Required action = The records that follow are to be repeated exactly, with the pictures removed.

Working data =
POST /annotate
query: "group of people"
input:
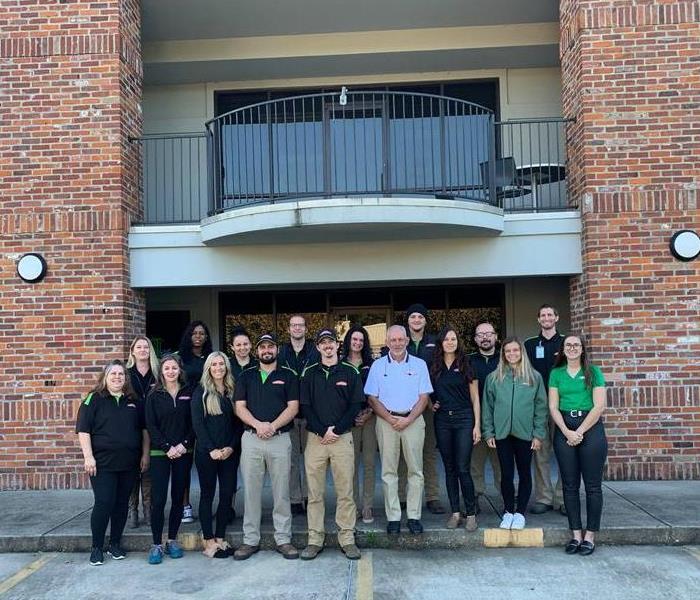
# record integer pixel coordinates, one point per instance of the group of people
(303, 406)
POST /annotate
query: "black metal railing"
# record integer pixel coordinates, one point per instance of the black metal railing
(354, 144)
(174, 177)
(349, 144)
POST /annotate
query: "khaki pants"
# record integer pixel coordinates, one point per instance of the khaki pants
(392, 444)
(432, 485)
(365, 441)
(341, 457)
(297, 483)
(544, 492)
(257, 456)
(479, 455)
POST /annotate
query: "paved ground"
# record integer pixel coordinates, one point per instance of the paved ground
(636, 512)
(614, 573)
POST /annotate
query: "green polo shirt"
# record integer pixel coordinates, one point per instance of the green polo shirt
(573, 394)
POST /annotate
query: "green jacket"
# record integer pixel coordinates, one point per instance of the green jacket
(511, 407)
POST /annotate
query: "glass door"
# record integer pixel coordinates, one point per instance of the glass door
(375, 319)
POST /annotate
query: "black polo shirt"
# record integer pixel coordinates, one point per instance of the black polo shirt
(483, 366)
(237, 369)
(267, 400)
(451, 390)
(544, 359)
(141, 384)
(116, 429)
(331, 396)
(297, 362)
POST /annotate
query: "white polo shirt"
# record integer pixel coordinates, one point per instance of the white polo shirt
(398, 384)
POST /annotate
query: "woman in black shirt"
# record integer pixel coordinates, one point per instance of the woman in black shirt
(457, 422)
(142, 366)
(169, 421)
(110, 429)
(218, 433)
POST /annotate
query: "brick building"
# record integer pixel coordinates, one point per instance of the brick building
(176, 160)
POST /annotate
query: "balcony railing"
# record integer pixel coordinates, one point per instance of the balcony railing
(354, 144)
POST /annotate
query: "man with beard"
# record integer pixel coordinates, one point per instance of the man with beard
(331, 398)
(296, 355)
(267, 400)
(484, 361)
(542, 350)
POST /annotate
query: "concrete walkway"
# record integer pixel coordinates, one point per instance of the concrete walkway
(647, 513)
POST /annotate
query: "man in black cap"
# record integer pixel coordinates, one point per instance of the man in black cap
(422, 345)
(331, 397)
(267, 400)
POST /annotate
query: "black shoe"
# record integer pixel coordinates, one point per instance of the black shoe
(539, 508)
(116, 552)
(97, 557)
(586, 548)
(435, 507)
(393, 527)
(414, 526)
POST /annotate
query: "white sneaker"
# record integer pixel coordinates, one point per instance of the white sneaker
(507, 521)
(518, 521)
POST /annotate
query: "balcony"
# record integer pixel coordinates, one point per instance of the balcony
(324, 166)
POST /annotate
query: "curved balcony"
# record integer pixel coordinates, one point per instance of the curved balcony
(348, 165)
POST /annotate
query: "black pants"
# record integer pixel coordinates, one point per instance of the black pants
(177, 472)
(454, 441)
(209, 472)
(112, 490)
(513, 451)
(586, 461)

Task answer =
POST /annotate
query: "group of people"
input:
# record integer pixel coordinates, one point per instance of the group of people
(303, 406)
POST /annotate
query: "black metal railing"
# record integer pixel coordinates, one point per instance of the black metal railing
(354, 144)
(174, 177)
(349, 144)
POST /annotate
query: "khaki pants"
# record integer pixel coordinates, one point per instance of the khaki pants
(392, 444)
(432, 485)
(365, 441)
(341, 457)
(297, 483)
(544, 492)
(257, 456)
(479, 455)
POST /annotate
query: "paved ground"
# record integer pixel coordinates, one point per instance of the paved ground
(636, 512)
(614, 573)
POST /annotate
query: "green polo shirt"
# record integer pixel coordinates, one point per instance of the green polo shirt
(573, 394)
POST /annotate
query: "green jacket"
# record integer pixel coordinates, one point per instance of the green jacket
(511, 407)
POST /annotate
query: "glass door"
# record integer pixel coordinates, one point per instance of the glass door
(375, 319)
POST /annotate
query: "black polo shirt"
# record integer pixel coordinates, one point per instance of the black polo shirt
(483, 366)
(237, 369)
(267, 400)
(451, 390)
(544, 359)
(141, 384)
(116, 429)
(331, 396)
(297, 362)
POST /annotate
query: "white polo shirt"
# record integer pixel coordinates, one point per instance of the white polo shirt
(398, 384)
POST /annotate
query: "woman in black shirt"
# record integer pixel coordinates, one point per instance of the woman in black shirt
(457, 422)
(142, 366)
(169, 421)
(110, 429)
(218, 433)
POST /annotate
query: "brick building"
# record integer pixel coordinates, one point per instance of the brick building
(176, 160)
POST /annotate
query: "balcony railing"
# record integer pixel coordinates, one point per instance of the balcony railing
(354, 144)
POST /annotate
query: "man with beard"
# record integer pixel coordinates, one point per instance of the man with beard
(331, 398)
(296, 355)
(267, 400)
(484, 361)
(542, 350)
POST /annotate
query: "concrete walkway"
# record integer pixel coordinates, one point per instance of the concrete walkway
(647, 513)
POST /annotate
query: "man in black cap"
# record integer pixel coordinates, one point per instance of the man in black cap
(422, 345)
(331, 397)
(267, 400)
POST /annotate
query: "black shoe"
# record integer pixel coordinates, one point per instance of the black shoe
(539, 508)
(116, 552)
(97, 557)
(586, 548)
(435, 507)
(393, 527)
(414, 526)
POST /annotate
query: "white sneaker"
# record integer pixel coordinates, one point per instance of the white sneaker
(507, 521)
(518, 521)
POST /annotate
query: "balcony"
# record integer pixel coordinates, one point per instance of the balcony
(324, 166)
POST /annotate
query: "curved balcony"
# record integer pixel coordinates, one point per instance of the curved balcony
(348, 165)
POST /annotate
query: "black pants"
# record integer pixel coordinates, one point per instance of the black pants
(177, 472)
(454, 441)
(209, 472)
(112, 490)
(513, 451)
(586, 461)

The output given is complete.